Please copy each line below that contains the word "faucet".

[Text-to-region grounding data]
········
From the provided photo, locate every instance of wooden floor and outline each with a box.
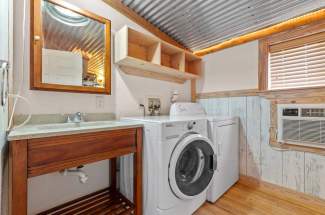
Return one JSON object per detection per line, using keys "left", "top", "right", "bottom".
{"left": 195, "top": 176, "right": 325, "bottom": 215}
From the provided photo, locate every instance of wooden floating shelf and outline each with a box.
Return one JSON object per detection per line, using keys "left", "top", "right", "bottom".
{"left": 115, "top": 26, "right": 202, "bottom": 84}
{"left": 37, "top": 188, "right": 134, "bottom": 215}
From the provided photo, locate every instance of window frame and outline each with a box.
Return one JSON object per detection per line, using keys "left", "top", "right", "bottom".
{"left": 259, "top": 20, "right": 325, "bottom": 92}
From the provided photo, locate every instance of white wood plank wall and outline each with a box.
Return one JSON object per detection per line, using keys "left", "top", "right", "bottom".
{"left": 198, "top": 96, "right": 325, "bottom": 200}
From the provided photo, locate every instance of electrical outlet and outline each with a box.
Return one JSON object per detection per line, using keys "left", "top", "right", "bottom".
{"left": 148, "top": 97, "right": 161, "bottom": 115}
{"left": 96, "top": 96, "right": 105, "bottom": 109}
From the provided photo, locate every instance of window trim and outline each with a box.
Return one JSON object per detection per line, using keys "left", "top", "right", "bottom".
{"left": 259, "top": 20, "right": 325, "bottom": 92}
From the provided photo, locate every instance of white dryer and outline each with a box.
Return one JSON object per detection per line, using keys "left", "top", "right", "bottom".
{"left": 170, "top": 102, "right": 240, "bottom": 203}
{"left": 206, "top": 117, "right": 239, "bottom": 202}
{"left": 121, "top": 116, "right": 217, "bottom": 215}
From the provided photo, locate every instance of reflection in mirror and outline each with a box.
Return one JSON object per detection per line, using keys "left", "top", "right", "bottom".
{"left": 41, "top": 0, "right": 106, "bottom": 88}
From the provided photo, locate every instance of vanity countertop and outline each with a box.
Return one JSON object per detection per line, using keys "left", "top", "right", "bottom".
{"left": 7, "top": 120, "right": 143, "bottom": 141}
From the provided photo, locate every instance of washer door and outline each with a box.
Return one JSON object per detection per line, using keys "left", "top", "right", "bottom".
{"left": 169, "top": 134, "right": 216, "bottom": 200}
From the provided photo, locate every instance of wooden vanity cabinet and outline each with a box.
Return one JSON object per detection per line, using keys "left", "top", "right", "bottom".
{"left": 9, "top": 127, "right": 143, "bottom": 215}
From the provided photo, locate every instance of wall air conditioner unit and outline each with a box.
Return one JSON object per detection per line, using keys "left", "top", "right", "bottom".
{"left": 278, "top": 104, "right": 325, "bottom": 149}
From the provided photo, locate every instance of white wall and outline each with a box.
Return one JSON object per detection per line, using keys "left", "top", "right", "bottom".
{"left": 13, "top": 0, "right": 190, "bottom": 213}
{"left": 197, "top": 41, "right": 259, "bottom": 93}
{"left": 0, "top": 0, "right": 9, "bottom": 61}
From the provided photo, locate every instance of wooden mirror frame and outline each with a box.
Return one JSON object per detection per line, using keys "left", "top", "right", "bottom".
{"left": 31, "top": 0, "right": 111, "bottom": 94}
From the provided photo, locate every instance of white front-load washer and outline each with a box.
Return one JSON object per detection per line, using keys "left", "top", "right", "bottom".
{"left": 121, "top": 116, "right": 217, "bottom": 215}
{"left": 170, "top": 102, "right": 240, "bottom": 203}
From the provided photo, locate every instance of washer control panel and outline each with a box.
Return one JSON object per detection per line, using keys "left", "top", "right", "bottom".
{"left": 187, "top": 121, "right": 196, "bottom": 130}
{"left": 162, "top": 119, "right": 207, "bottom": 140}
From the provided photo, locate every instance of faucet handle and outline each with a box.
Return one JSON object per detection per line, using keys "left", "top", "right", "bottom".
{"left": 66, "top": 115, "right": 72, "bottom": 123}
{"left": 75, "top": 112, "right": 85, "bottom": 122}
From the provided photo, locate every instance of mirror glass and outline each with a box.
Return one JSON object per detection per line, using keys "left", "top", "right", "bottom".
{"left": 41, "top": 0, "right": 106, "bottom": 88}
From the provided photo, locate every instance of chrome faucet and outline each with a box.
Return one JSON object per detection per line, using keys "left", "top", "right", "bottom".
{"left": 67, "top": 112, "right": 84, "bottom": 123}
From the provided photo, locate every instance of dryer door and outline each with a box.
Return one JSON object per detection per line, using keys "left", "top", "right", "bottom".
{"left": 169, "top": 134, "right": 216, "bottom": 200}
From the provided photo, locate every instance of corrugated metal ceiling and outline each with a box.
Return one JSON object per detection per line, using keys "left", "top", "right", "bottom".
{"left": 121, "top": 0, "right": 325, "bottom": 51}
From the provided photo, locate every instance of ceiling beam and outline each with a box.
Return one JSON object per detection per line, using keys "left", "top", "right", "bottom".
{"left": 102, "top": 0, "right": 188, "bottom": 50}
{"left": 194, "top": 9, "right": 325, "bottom": 56}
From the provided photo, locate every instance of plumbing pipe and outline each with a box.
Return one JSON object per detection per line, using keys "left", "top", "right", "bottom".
{"left": 170, "top": 90, "right": 179, "bottom": 104}
{"left": 60, "top": 167, "right": 88, "bottom": 184}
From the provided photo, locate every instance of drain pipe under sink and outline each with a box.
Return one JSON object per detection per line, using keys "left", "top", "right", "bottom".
{"left": 60, "top": 165, "right": 88, "bottom": 184}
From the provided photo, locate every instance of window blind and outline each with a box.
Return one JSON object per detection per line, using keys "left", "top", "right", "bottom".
{"left": 268, "top": 31, "right": 325, "bottom": 90}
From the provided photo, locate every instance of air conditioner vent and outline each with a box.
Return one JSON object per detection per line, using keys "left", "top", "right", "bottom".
{"left": 301, "top": 108, "right": 325, "bottom": 117}
{"left": 321, "top": 121, "right": 325, "bottom": 144}
{"left": 299, "top": 120, "right": 320, "bottom": 143}
{"left": 282, "top": 119, "right": 299, "bottom": 141}
{"left": 278, "top": 104, "right": 325, "bottom": 149}
{"left": 282, "top": 119, "right": 323, "bottom": 146}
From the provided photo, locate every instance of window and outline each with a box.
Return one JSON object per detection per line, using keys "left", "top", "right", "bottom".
{"left": 259, "top": 21, "right": 325, "bottom": 91}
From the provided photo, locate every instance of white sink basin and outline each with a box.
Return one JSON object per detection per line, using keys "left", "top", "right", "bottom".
{"left": 8, "top": 120, "right": 143, "bottom": 141}
{"left": 37, "top": 121, "right": 112, "bottom": 130}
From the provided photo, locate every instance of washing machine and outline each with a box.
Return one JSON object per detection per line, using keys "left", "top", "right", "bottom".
{"left": 170, "top": 102, "right": 240, "bottom": 203}
{"left": 121, "top": 116, "right": 217, "bottom": 215}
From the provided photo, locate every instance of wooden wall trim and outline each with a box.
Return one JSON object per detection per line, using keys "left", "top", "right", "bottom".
{"left": 270, "top": 140, "right": 325, "bottom": 156}
{"left": 191, "top": 80, "right": 196, "bottom": 102}
{"left": 258, "top": 39, "right": 268, "bottom": 91}
{"left": 261, "top": 86, "right": 325, "bottom": 100}
{"left": 197, "top": 86, "right": 325, "bottom": 101}
{"left": 194, "top": 9, "right": 325, "bottom": 56}
{"left": 196, "top": 89, "right": 260, "bottom": 99}
{"left": 102, "top": 0, "right": 187, "bottom": 50}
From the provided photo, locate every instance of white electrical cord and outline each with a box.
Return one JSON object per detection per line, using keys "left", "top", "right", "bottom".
{"left": 7, "top": 0, "right": 31, "bottom": 131}
{"left": 8, "top": 94, "right": 31, "bottom": 130}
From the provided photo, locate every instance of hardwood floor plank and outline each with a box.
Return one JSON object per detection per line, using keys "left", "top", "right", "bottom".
{"left": 223, "top": 186, "right": 289, "bottom": 215}
{"left": 216, "top": 195, "right": 270, "bottom": 215}
{"left": 238, "top": 176, "right": 325, "bottom": 214}
{"left": 194, "top": 202, "right": 233, "bottom": 215}
{"left": 197, "top": 176, "right": 325, "bottom": 215}
{"left": 232, "top": 184, "right": 317, "bottom": 215}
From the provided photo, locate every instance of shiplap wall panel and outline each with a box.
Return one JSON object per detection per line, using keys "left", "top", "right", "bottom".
{"left": 213, "top": 98, "right": 229, "bottom": 116}
{"left": 198, "top": 99, "right": 208, "bottom": 112}
{"left": 199, "top": 98, "right": 229, "bottom": 115}
{"left": 282, "top": 151, "right": 305, "bottom": 192}
{"left": 229, "top": 97, "right": 247, "bottom": 175}
{"left": 305, "top": 153, "right": 325, "bottom": 199}
{"left": 246, "top": 96, "right": 262, "bottom": 179}
{"left": 260, "top": 98, "right": 283, "bottom": 185}
{"left": 199, "top": 96, "right": 325, "bottom": 200}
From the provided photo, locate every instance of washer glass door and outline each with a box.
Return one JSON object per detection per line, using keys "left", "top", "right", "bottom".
{"left": 170, "top": 135, "right": 216, "bottom": 199}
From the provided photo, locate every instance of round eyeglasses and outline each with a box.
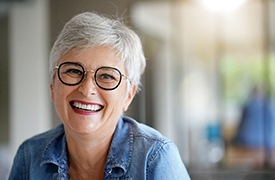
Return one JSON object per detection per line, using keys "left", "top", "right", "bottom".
{"left": 54, "top": 62, "right": 129, "bottom": 90}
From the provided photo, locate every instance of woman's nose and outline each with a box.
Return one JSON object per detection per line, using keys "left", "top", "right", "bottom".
{"left": 78, "top": 75, "right": 97, "bottom": 96}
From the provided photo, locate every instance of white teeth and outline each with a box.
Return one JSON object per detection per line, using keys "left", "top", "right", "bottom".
{"left": 73, "top": 102, "right": 101, "bottom": 111}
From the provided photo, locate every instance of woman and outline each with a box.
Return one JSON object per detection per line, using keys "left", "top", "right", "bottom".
{"left": 9, "top": 12, "right": 190, "bottom": 180}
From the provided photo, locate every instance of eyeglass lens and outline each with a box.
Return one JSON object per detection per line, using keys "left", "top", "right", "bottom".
{"left": 57, "top": 62, "right": 122, "bottom": 90}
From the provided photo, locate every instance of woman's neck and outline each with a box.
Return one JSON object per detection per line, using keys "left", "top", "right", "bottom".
{"left": 65, "top": 128, "right": 114, "bottom": 180}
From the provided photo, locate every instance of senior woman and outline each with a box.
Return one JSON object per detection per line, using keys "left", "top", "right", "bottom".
{"left": 9, "top": 12, "right": 190, "bottom": 180}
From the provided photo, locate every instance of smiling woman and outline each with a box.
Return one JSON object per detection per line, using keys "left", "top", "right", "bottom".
{"left": 8, "top": 12, "right": 190, "bottom": 180}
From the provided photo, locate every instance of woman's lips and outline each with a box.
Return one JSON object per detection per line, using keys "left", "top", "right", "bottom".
{"left": 70, "top": 100, "right": 103, "bottom": 112}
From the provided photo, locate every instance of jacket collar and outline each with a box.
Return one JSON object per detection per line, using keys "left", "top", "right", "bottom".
{"left": 104, "top": 118, "right": 134, "bottom": 177}
{"left": 40, "top": 125, "right": 68, "bottom": 173}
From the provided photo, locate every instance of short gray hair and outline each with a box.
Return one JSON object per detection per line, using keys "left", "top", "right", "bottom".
{"left": 49, "top": 12, "right": 146, "bottom": 90}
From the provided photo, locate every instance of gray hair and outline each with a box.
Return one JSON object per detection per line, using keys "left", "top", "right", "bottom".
{"left": 49, "top": 12, "right": 146, "bottom": 91}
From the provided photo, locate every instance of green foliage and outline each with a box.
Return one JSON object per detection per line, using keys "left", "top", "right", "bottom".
{"left": 220, "top": 54, "right": 275, "bottom": 104}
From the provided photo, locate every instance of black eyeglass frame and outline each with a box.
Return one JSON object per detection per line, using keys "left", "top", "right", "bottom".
{"left": 54, "top": 62, "right": 129, "bottom": 91}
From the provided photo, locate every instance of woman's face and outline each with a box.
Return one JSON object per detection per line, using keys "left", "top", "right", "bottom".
{"left": 50, "top": 46, "right": 136, "bottom": 135}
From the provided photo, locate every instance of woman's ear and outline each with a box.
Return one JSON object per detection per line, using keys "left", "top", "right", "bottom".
{"left": 123, "top": 85, "right": 137, "bottom": 112}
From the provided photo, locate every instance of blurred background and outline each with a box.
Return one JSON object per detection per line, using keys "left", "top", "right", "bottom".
{"left": 1, "top": 0, "right": 275, "bottom": 179}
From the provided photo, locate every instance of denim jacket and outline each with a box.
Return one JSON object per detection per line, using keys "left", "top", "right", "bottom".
{"left": 9, "top": 116, "right": 190, "bottom": 180}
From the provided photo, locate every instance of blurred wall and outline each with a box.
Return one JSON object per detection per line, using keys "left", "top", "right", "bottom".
{"left": 0, "top": 14, "right": 9, "bottom": 144}
{"left": 5, "top": 0, "right": 51, "bottom": 155}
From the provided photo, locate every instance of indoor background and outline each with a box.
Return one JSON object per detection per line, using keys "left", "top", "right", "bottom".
{"left": 1, "top": 0, "right": 275, "bottom": 179}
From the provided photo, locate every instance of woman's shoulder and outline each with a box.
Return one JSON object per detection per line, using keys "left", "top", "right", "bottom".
{"left": 21, "top": 124, "right": 65, "bottom": 151}
{"left": 121, "top": 116, "right": 172, "bottom": 144}
{"left": 26, "top": 124, "right": 64, "bottom": 141}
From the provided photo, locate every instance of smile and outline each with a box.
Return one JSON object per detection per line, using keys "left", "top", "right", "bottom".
{"left": 70, "top": 101, "right": 103, "bottom": 112}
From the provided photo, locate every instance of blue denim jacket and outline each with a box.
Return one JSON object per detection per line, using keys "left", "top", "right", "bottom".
{"left": 9, "top": 116, "right": 190, "bottom": 180}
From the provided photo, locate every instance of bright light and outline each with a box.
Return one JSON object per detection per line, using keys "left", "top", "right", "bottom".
{"left": 200, "top": 0, "right": 247, "bottom": 12}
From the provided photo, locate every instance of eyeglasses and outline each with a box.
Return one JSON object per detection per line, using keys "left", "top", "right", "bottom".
{"left": 54, "top": 62, "right": 129, "bottom": 90}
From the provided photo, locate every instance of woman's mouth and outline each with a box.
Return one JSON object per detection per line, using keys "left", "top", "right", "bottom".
{"left": 70, "top": 101, "right": 103, "bottom": 112}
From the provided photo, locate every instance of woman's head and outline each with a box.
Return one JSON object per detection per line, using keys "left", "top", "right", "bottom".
{"left": 50, "top": 46, "right": 136, "bottom": 135}
{"left": 49, "top": 12, "right": 146, "bottom": 91}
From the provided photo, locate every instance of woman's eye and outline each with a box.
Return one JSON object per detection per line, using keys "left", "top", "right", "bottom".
{"left": 102, "top": 74, "right": 115, "bottom": 79}
{"left": 66, "top": 69, "right": 83, "bottom": 76}
{"left": 98, "top": 74, "right": 116, "bottom": 81}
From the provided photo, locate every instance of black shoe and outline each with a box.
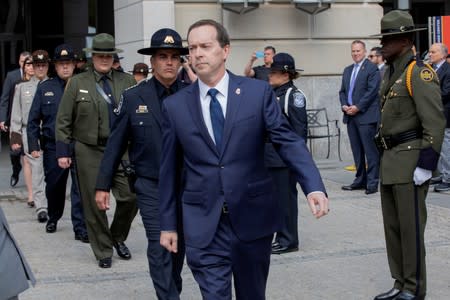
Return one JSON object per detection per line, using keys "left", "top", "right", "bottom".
{"left": 10, "top": 174, "right": 19, "bottom": 187}
{"left": 46, "top": 221, "right": 57, "bottom": 233}
{"left": 27, "top": 201, "right": 35, "bottom": 208}
{"left": 374, "top": 288, "right": 401, "bottom": 300}
{"left": 430, "top": 176, "right": 442, "bottom": 185}
{"left": 74, "top": 232, "right": 89, "bottom": 243}
{"left": 434, "top": 182, "right": 450, "bottom": 192}
{"left": 113, "top": 241, "right": 131, "bottom": 259}
{"left": 37, "top": 211, "right": 48, "bottom": 223}
{"left": 393, "top": 291, "right": 424, "bottom": 300}
{"left": 98, "top": 257, "right": 112, "bottom": 268}
{"left": 341, "top": 184, "right": 365, "bottom": 191}
{"left": 271, "top": 245, "right": 299, "bottom": 255}
{"left": 365, "top": 187, "right": 378, "bottom": 195}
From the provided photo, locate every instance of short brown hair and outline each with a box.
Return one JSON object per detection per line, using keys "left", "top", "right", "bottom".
{"left": 187, "top": 19, "right": 230, "bottom": 48}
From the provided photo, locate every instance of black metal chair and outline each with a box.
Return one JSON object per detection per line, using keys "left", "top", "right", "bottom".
{"left": 306, "top": 108, "right": 341, "bottom": 161}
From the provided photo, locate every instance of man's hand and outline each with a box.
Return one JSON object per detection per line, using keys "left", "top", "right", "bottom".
{"left": 31, "top": 151, "right": 41, "bottom": 158}
{"left": 160, "top": 231, "right": 178, "bottom": 253}
{"left": 306, "top": 192, "right": 329, "bottom": 219}
{"left": 0, "top": 122, "right": 7, "bottom": 132}
{"left": 11, "top": 143, "right": 21, "bottom": 151}
{"left": 346, "top": 105, "right": 360, "bottom": 116}
{"left": 58, "top": 157, "right": 71, "bottom": 169}
{"left": 95, "top": 190, "right": 110, "bottom": 210}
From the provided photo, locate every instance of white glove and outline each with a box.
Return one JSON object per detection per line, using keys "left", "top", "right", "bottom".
{"left": 413, "top": 167, "right": 432, "bottom": 185}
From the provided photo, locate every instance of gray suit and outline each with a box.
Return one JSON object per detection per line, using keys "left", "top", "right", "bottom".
{"left": 0, "top": 205, "right": 35, "bottom": 300}
{"left": 0, "top": 68, "right": 22, "bottom": 124}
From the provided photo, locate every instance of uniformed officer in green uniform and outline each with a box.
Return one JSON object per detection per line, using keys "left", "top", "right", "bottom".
{"left": 55, "top": 33, "right": 138, "bottom": 268}
{"left": 372, "top": 11, "right": 446, "bottom": 300}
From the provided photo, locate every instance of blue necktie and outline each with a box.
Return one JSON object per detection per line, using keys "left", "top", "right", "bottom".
{"left": 348, "top": 64, "right": 359, "bottom": 105}
{"left": 208, "top": 88, "right": 224, "bottom": 149}
{"left": 101, "top": 76, "right": 116, "bottom": 128}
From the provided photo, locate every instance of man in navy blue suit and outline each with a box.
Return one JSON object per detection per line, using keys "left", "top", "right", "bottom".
{"left": 339, "top": 40, "right": 381, "bottom": 195}
{"left": 159, "top": 19, "right": 329, "bottom": 299}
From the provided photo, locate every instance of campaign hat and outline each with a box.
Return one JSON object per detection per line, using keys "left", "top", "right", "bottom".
{"left": 138, "top": 28, "right": 188, "bottom": 55}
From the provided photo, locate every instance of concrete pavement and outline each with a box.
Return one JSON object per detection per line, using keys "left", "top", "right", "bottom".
{"left": 1, "top": 150, "right": 449, "bottom": 299}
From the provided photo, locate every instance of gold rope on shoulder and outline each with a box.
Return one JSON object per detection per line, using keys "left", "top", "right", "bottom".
{"left": 406, "top": 60, "right": 416, "bottom": 97}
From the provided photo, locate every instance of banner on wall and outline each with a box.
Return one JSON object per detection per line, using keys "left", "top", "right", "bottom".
{"left": 429, "top": 15, "right": 450, "bottom": 47}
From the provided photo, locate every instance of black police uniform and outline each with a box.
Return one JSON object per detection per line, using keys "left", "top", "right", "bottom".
{"left": 265, "top": 80, "right": 307, "bottom": 251}
{"left": 96, "top": 77, "right": 187, "bottom": 298}
{"left": 27, "top": 76, "right": 87, "bottom": 237}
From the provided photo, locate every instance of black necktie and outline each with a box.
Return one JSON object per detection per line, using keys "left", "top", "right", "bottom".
{"left": 101, "top": 75, "right": 116, "bottom": 128}
{"left": 208, "top": 88, "right": 224, "bottom": 149}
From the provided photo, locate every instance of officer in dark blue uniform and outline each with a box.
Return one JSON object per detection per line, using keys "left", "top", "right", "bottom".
{"left": 95, "top": 28, "right": 188, "bottom": 299}
{"left": 266, "top": 53, "right": 307, "bottom": 255}
{"left": 27, "top": 44, "right": 88, "bottom": 242}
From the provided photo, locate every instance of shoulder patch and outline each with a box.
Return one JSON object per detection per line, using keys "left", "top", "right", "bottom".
{"left": 293, "top": 91, "right": 305, "bottom": 108}
{"left": 419, "top": 68, "right": 434, "bottom": 82}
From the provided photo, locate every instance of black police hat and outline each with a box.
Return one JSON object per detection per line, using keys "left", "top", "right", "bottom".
{"left": 53, "top": 44, "right": 76, "bottom": 62}
{"left": 130, "top": 62, "right": 149, "bottom": 75}
{"left": 270, "top": 53, "right": 304, "bottom": 73}
{"left": 138, "top": 28, "right": 188, "bottom": 55}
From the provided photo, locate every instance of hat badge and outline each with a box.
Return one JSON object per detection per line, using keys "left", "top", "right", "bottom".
{"left": 400, "top": 26, "right": 406, "bottom": 32}
{"left": 61, "top": 49, "right": 68, "bottom": 56}
{"left": 283, "top": 65, "right": 289, "bottom": 71}
{"left": 164, "top": 35, "right": 175, "bottom": 44}
{"left": 38, "top": 54, "right": 44, "bottom": 60}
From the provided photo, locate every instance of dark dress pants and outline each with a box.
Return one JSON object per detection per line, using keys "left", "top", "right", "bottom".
{"left": 270, "top": 167, "right": 299, "bottom": 248}
{"left": 186, "top": 211, "right": 272, "bottom": 300}
{"left": 347, "top": 118, "right": 379, "bottom": 189}
{"left": 69, "top": 157, "right": 87, "bottom": 235}
{"left": 134, "top": 177, "right": 184, "bottom": 300}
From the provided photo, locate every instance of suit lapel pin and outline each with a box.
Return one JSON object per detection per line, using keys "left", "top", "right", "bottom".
{"left": 235, "top": 88, "right": 241, "bottom": 95}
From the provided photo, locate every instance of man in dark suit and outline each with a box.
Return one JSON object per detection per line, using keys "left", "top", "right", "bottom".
{"left": 95, "top": 28, "right": 187, "bottom": 299}
{"left": 159, "top": 19, "right": 329, "bottom": 299}
{"left": 428, "top": 43, "right": 450, "bottom": 193}
{"left": 0, "top": 51, "right": 31, "bottom": 187}
{"left": 339, "top": 40, "right": 381, "bottom": 194}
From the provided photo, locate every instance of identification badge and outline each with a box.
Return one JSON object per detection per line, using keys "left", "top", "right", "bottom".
{"left": 44, "top": 91, "right": 54, "bottom": 96}
{"left": 136, "top": 105, "right": 148, "bottom": 113}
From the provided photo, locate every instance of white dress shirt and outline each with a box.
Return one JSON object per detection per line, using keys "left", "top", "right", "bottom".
{"left": 198, "top": 72, "right": 229, "bottom": 144}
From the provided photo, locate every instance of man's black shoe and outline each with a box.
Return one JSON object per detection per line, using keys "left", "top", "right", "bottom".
{"left": 75, "top": 232, "right": 89, "bottom": 243}
{"left": 37, "top": 211, "right": 48, "bottom": 223}
{"left": 113, "top": 241, "right": 131, "bottom": 259}
{"left": 393, "top": 291, "right": 424, "bottom": 300}
{"left": 365, "top": 187, "right": 378, "bottom": 195}
{"left": 46, "top": 221, "right": 57, "bottom": 233}
{"left": 271, "top": 245, "right": 299, "bottom": 255}
{"left": 10, "top": 174, "right": 19, "bottom": 187}
{"left": 98, "top": 257, "right": 112, "bottom": 268}
{"left": 373, "top": 288, "right": 401, "bottom": 300}
{"left": 341, "top": 184, "right": 365, "bottom": 191}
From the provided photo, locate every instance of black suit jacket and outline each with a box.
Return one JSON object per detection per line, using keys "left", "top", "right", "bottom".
{"left": 0, "top": 68, "right": 22, "bottom": 124}
{"left": 437, "top": 61, "right": 450, "bottom": 127}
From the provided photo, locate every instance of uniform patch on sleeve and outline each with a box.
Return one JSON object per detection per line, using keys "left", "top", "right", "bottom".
{"left": 419, "top": 69, "right": 433, "bottom": 82}
{"left": 293, "top": 92, "right": 305, "bottom": 108}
········
▶ [WRITTEN REPLY]
From the provided photo, locate every instance of faucet handle and outline each with a box.
From the provided photo, locate every instance of chrome faucet and outline each with a box.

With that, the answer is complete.